_WRITTEN TASK_:
Would it be possible to quote, exactly and in full, the lines from the one with "Identify the boy's arm" through the end of the entries below?

_MATERIAL SHOWN_:
#####

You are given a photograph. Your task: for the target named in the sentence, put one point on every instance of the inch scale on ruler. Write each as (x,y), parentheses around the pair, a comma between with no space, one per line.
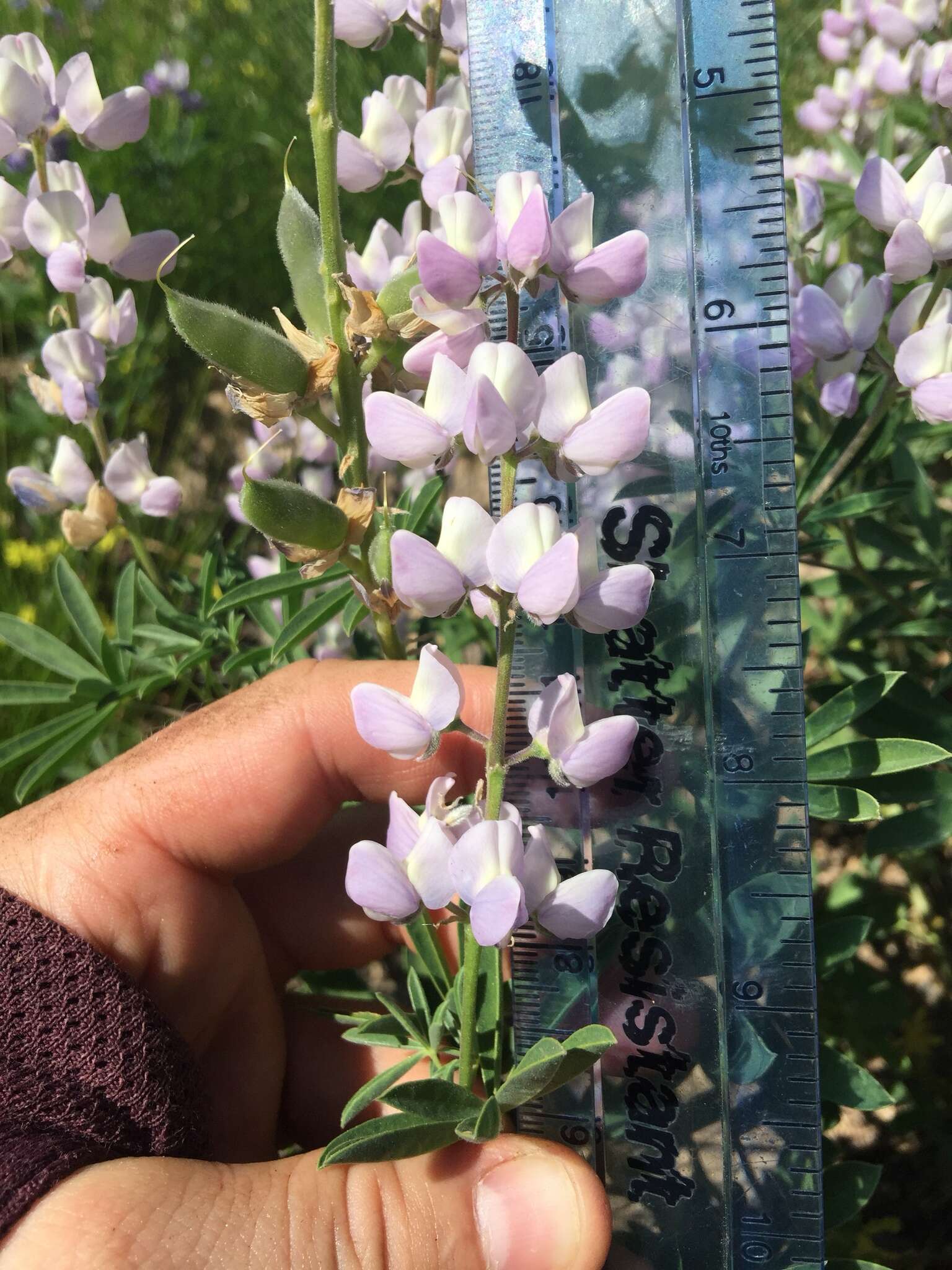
(705,1119)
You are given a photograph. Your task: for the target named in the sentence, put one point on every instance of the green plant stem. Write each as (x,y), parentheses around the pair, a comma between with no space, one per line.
(467,1010)
(323,115)
(873,420)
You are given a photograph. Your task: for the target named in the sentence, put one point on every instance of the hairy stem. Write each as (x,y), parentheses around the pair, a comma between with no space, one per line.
(323,113)
(469,1065)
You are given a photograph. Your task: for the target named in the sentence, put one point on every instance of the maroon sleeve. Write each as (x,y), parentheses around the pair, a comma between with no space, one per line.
(89,1070)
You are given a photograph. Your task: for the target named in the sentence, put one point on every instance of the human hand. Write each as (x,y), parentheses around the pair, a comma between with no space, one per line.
(208,861)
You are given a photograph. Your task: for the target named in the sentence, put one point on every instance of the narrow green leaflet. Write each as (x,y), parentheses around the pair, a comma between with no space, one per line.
(483,1127)
(18,747)
(847,1188)
(850,1085)
(848,705)
(433,1100)
(840,803)
(375,1088)
(273,587)
(428,949)
(873,758)
(928,826)
(311,619)
(391,1137)
(531,1075)
(838,939)
(76,741)
(27,693)
(46,649)
(423,505)
(79,607)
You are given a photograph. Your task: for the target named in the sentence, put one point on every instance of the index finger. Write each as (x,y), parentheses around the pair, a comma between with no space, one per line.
(247,781)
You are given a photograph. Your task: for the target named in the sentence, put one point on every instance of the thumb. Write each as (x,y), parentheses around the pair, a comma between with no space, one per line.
(514,1204)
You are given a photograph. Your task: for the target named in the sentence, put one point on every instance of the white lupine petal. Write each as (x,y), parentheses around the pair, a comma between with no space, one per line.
(571,234)
(566,397)
(881,196)
(444,131)
(387,721)
(551,586)
(110,233)
(70,471)
(77,92)
(924,355)
(385,133)
(464,539)
(404,827)
(446,395)
(519,540)
(540,876)
(438,689)
(54,219)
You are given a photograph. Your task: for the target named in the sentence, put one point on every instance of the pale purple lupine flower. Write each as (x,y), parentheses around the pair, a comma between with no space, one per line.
(362,23)
(410,727)
(391,882)
(591,441)
(27,89)
(387,252)
(610,600)
(442,149)
(487,864)
(100,123)
(571,910)
(594,275)
(130,478)
(578,755)
(906,316)
(76,363)
(452,266)
(437,579)
(924,365)
(530,557)
(505,401)
(457,335)
(915,213)
(111,322)
(413,435)
(68,482)
(382,146)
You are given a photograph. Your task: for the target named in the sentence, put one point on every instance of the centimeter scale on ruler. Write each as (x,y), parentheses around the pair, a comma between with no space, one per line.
(707,1129)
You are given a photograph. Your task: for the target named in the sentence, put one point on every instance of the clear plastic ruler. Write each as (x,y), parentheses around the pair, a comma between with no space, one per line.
(705,1121)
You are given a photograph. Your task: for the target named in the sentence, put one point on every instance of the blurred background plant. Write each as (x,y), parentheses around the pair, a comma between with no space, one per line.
(229,88)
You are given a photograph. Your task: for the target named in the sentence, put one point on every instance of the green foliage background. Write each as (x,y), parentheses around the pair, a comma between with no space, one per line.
(218,173)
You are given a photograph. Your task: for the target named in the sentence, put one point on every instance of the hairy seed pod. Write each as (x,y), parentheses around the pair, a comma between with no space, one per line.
(238,345)
(300,244)
(395,296)
(287,512)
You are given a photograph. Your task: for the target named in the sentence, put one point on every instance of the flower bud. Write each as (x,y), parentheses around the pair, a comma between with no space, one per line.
(287,512)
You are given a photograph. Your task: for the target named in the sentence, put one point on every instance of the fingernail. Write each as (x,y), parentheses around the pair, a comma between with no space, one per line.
(528,1217)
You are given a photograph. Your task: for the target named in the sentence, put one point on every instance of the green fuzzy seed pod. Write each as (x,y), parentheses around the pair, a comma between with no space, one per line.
(300,244)
(238,345)
(395,296)
(379,557)
(287,512)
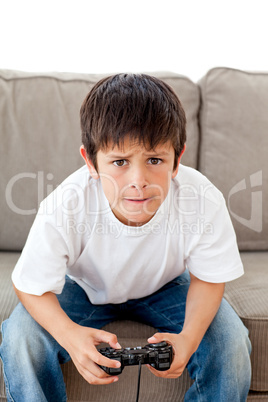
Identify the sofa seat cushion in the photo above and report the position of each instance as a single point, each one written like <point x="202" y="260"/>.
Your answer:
<point x="248" y="296"/>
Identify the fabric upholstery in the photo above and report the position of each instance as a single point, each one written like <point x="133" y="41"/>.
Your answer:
<point x="233" y="149"/>
<point x="40" y="139"/>
<point x="248" y="296"/>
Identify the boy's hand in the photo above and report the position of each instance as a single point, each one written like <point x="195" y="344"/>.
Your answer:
<point x="182" y="351"/>
<point x="81" y="343"/>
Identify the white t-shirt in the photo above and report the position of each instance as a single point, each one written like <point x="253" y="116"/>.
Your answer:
<point x="76" y="233"/>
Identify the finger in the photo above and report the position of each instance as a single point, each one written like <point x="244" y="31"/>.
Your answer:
<point x="108" y="337"/>
<point x="159" y="337"/>
<point x="165" y="374"/>
<point x="101" y="360"/>
<point x="93" y="379"/>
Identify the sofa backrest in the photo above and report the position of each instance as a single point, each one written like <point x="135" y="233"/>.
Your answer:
<point x="234" y="148"/>
<point x="40" y="139"/>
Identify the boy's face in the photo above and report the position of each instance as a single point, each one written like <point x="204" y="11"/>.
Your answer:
<point x="135" y="180"/>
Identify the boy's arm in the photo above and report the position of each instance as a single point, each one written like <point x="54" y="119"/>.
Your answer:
<point x="80" y="342"/>
<point x="202" y="304"/>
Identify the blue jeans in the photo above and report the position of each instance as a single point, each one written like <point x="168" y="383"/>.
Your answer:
<point x="220" y="367"/>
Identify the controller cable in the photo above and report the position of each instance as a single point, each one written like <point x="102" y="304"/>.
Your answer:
<point x="139" y="379"/>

#####

_THE ANSWER_:
Identify the boy's arm in the photo above and report the position of each instance as a single point, each one written like <point x="54" y="119"/>.
Your answer:
<point x="80" y="342"/>
<point x="202" y="304"/>
Identify the blue jeans in the photo above and report the position of each instance as a single point, each one written like <point x="168" y="383"/>.
Your answer:
<point x="220" y="367"/>
Identify the controller cable in the photo above and report the position of each instance as a single point, each one written like <point x="102" y="304"/>.
Your answer:
<point x="139" y="379"/>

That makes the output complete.